> _YOUR TASK_
The answer must be an exact copy of every record.

> _DATA PROVIDED_

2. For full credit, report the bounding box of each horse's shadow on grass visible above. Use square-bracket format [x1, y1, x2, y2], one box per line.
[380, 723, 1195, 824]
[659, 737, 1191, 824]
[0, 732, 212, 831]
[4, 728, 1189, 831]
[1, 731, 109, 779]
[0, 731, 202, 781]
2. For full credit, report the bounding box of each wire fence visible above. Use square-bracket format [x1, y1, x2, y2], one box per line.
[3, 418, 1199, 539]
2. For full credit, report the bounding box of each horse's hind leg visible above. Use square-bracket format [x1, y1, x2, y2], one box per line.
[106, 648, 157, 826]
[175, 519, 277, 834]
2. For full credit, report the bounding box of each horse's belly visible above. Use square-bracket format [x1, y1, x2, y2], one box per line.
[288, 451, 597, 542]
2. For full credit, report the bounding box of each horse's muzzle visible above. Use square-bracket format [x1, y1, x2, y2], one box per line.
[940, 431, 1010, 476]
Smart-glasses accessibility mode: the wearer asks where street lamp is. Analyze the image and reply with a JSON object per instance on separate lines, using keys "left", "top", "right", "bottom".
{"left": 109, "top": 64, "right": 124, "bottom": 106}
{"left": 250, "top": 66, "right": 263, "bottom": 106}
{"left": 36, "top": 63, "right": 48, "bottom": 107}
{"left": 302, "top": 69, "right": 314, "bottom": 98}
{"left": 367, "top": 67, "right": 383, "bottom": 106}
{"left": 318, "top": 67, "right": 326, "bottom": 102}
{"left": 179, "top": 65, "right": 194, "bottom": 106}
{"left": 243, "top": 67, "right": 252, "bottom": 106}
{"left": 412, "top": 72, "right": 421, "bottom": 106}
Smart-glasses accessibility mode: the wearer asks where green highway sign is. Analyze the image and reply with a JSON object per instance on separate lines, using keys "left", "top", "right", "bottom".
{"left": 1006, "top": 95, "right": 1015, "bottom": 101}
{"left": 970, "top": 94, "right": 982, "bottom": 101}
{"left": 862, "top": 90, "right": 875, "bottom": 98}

> _TASK ANSWER_
2. For full credit, report the bounding box of each horse's shadow on grass visible above. Use square-bracket format [x1, y1, x2, y2], one box per line.
[380, 723, 1195, 824]
[659, 737, 1191, 824]
[0, 732, 212, 831]
[4, 728, 1189, 831]
[1, 731, 109, 779]
[0, 731, 202, 781]
2. For full credit, report the bounding box of each wire fence visible above. Use square-bracket format [x1, y1, x2, y2], one box per line.
[3, 418, 1199, 539]
2. For full credit, report the bounding box of each horse's hind leg visible above. Use square-bracket format [x1, y1, x2, y2], one box per line.
[106, 648, 157, 826]
[175, 519, 277, 834]
2. For full credit, report the bounding box of each horse's belly visible above. Use square-bracket format [x1, y1, x2, y2], one box per line.
[288, 451, 597, 542]
2. For full credit, report the bounding box of each horse's muzzle visible above. Use square-bracket format [x1, y1, x2, y2], one box per line.
[940, 431, 1010, 476]
Smart-glasses accessibility mode: the wearer asks where street lamp is. Analyze the image and reply with a JSON object per instance on separate lines, using keys "left", "top", "right", "bottom".
{"left": 109, "top": 64, "right": 124, "bottom": 106}
{"left": 250, "top": 66, "right": 263, "bottom": 106}
{"left": 36, "top": 63, "right": 48, "bottom": 107}
{"left": 302, "top": 69, "right": 314, "bottom": 98}
{"left": 367, "top": 67, "right": 383, "bottom": 106}
{"left": 318, "top": 67, "right": 326, "bottom": 102}
{"left": 179, "top": 65, "right": 194, "bottom": 106}
{"left": 243, "top": 67, "right": 252, "bottom": 106}
{"left": 412, "top": 72, "right": 421, "bottom": 106}
Smart-glasses accessibility mode: the wearer asks where green highway sign is. Analyze the image and reply with a JSON object per instance on separate lines, using keys "left", "top", "right", "bottom".
{"left": 1006, "top": 95, "right": 1015, "bottom": 101}
{"left": 970, "top": 94, "right": 982, "bottom": 101}
{"left": 862, "top": 90, "right": 875, "bottom": 98}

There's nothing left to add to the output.